*** Dataset entries ***
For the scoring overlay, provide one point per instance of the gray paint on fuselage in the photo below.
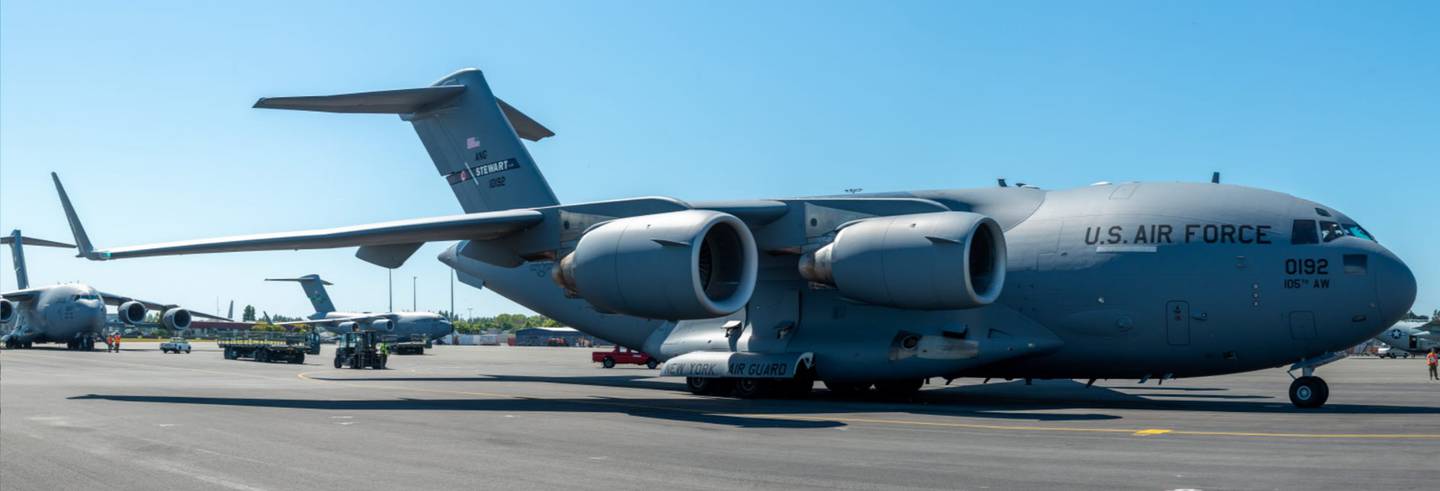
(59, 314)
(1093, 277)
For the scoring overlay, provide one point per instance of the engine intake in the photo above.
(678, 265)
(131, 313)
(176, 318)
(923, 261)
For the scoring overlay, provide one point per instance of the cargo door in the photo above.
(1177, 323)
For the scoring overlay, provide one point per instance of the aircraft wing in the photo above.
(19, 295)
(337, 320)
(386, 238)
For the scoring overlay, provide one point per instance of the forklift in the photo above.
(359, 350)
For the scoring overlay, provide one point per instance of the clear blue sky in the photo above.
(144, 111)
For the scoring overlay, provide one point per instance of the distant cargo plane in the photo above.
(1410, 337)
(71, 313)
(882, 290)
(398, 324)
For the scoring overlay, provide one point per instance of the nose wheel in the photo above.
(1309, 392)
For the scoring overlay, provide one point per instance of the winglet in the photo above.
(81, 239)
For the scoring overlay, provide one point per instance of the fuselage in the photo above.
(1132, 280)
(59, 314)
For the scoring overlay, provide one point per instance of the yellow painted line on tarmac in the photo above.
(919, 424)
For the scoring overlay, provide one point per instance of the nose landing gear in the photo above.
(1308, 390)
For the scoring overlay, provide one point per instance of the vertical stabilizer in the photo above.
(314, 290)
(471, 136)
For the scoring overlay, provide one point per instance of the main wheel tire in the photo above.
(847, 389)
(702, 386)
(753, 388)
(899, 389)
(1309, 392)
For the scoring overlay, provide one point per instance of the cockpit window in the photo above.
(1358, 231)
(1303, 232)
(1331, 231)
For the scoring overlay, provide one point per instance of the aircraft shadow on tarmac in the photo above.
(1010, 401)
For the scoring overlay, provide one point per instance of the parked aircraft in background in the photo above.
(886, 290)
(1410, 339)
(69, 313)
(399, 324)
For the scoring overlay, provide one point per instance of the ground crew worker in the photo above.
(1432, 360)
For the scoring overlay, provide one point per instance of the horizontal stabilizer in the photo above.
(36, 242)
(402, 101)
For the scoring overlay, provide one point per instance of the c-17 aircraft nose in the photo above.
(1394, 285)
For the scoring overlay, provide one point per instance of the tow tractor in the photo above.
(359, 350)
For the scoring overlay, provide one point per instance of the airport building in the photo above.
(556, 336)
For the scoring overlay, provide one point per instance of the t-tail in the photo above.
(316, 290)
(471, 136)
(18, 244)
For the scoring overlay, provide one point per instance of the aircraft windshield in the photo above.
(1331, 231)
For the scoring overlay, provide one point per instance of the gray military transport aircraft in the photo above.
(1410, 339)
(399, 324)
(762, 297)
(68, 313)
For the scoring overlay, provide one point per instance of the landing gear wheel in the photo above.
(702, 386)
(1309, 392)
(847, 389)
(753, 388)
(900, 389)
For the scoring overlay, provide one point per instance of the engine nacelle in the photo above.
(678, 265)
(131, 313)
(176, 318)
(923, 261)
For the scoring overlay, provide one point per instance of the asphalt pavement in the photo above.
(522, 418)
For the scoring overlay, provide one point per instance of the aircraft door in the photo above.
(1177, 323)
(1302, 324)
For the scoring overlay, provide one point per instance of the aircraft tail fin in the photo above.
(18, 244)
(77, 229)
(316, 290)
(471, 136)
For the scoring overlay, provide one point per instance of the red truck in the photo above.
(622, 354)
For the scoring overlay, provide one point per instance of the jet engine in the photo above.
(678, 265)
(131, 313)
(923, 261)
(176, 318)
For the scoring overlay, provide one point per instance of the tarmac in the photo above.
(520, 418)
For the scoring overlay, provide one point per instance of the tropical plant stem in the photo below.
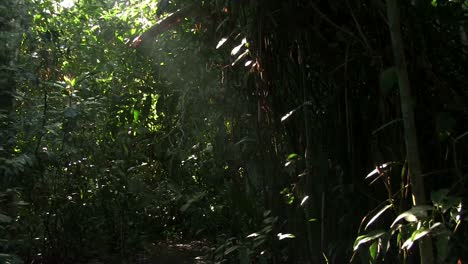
*** End of Dataset entries ***
■ **Assignment**: Every entry, word for word, should be given again; the pictures are not part of the copy.

■ **Solution below**:
For the scoring overlay, provide one point per instance of the gray paint on fuselage in the photo below.
(59, 314)
(1093, 277)
For the scoring overlay, provide one point per instance of the engine intake in the photo above.
(678, 265)
(131, 313)
(176, 318)
(923, 261)
For the scoring overlay, provide one point per instance of the cargo door in the photo above.
(1177, 323)
For the scoring overlay, provide one point per instance of the aircraft wing in the photo above.
(19, 295)
(337, 320)
(386, 238)
For the scoring overlay, provide one point per instance of the forklift in the photo above.
(359, 350)
For the scoring overlay, provide one point per instance of the clear blue sky in the photo above.
(144, 111)
For the scoring overlay, provide one point per instance of the distant cargo plane in the photo above.
(1410, 337)
(71, 313)
(882, 290)
(398, 324)
For the scoring overlay, provide one point per instance of the nose wheel in the photo above.
(1309, 392)
For the scoring overlay, provide one point per instance of the winglet in the photo above.
(81, 239)
For the scoring overlay, provide one point per instance of the fuselage in the photo above.
(1132, 280)
(59, 314)
For the scoring overlay, provide one point per instance of the yellow painted line on tarmac in the photo above.
(919, 424)
For the scoring overlay, provide one point per instance of the nose landing gear in the photo above.
(1308, 390)
For the scoring overlay, provide one point per instance of the vertical stabilizer in the photo above.
(314, 290)
(471, 136)
For the scoring overlay, provide one point per instance of the main wheel tire in the photo above.
(847, 389)
(702, 386)
(753, 388)
(899, 389)
(1309, 392)
For the scoring overlay, provide one point per instance of the cockpit window in the photo above.
(1358, 231)
(1303, 232)
(1331, 231)
For the scoring overlay, provide one point per instance of the aircraft shadow on tarmac in the photo above.
(1010, 401)
For the scoring overlay, provide one point per instance of the parked aircraft in background in the photo above.
(886, 290)
(1410, 339)
(69, 313)
(399, 324)
For the scoring overlay, provide one point per instance of the ground crew worker in the photo above.
(1432, 360)
For the scoring overlay, provide one point per instance of the horizontal stabilizer in the photo above.
(36, 242)
(402, 101)
For the scoring overlay, provide one point per instance of the c-17 aircraft nose in the photo above.
(1394, 285)
For the scoring overlay, provide one point per instance of the tow tractor in the photo above.
(359, 350)
For the scoring overlay, provide one point per instance of the airport building in the photo above.
(556, 336)
For the scoring overlay, provide one point per instance of the t-tail in the photo above.
(316, 290)
(471, 136)
(18, 244)
For the scoring overlay, provide one point per instance of the aircraft windshield in the photo above.
(1331, 231)
For the scoring overlay, provide one point per instance of the gray military transport aircraft in the photo above.
(1410, 339)
(399, 324)
(762, 297)
(68, 313)
For the scoring overlay, provide one point per instance of the landing gear wheel in the photo above.
(702, 386)
(1309, 392)
(847, 389)
(753, 388)
(900, 389)
For the scoring overlay, provide one point per instance of the engine nacelle in the photo above.
(678, 265)
(131, 313)
(176, 318)
(923, 261)
For the scoring overlay, provide one point per instance of the asphalt pavement in the photo above.
(522, 418)
For the scoring overlay, provide one point per instance of the aircraft door in the photo above.
(1177, 323)
(1302, 324)
For the scoring overlay, provide one point per instance of the aircraft tail fin in the photo above.
(18, 244)
(77, 229)
(316, 290)
(471, 136)
For the scoring overlay, provide one point per instance of the red truck in the photo above.
(622, 354)
For the scoring overlay, provide one point per instance of the jet engine in the photo above.
(678, 265)
(131, 313)
(923, 261)
(176, 318)
For the scoring overlay, provide one point per instance of the tarmac in the photo above.
(520, 418)
For the scoring overlay, provide one point per instance of the tropical plant stem in the photo below.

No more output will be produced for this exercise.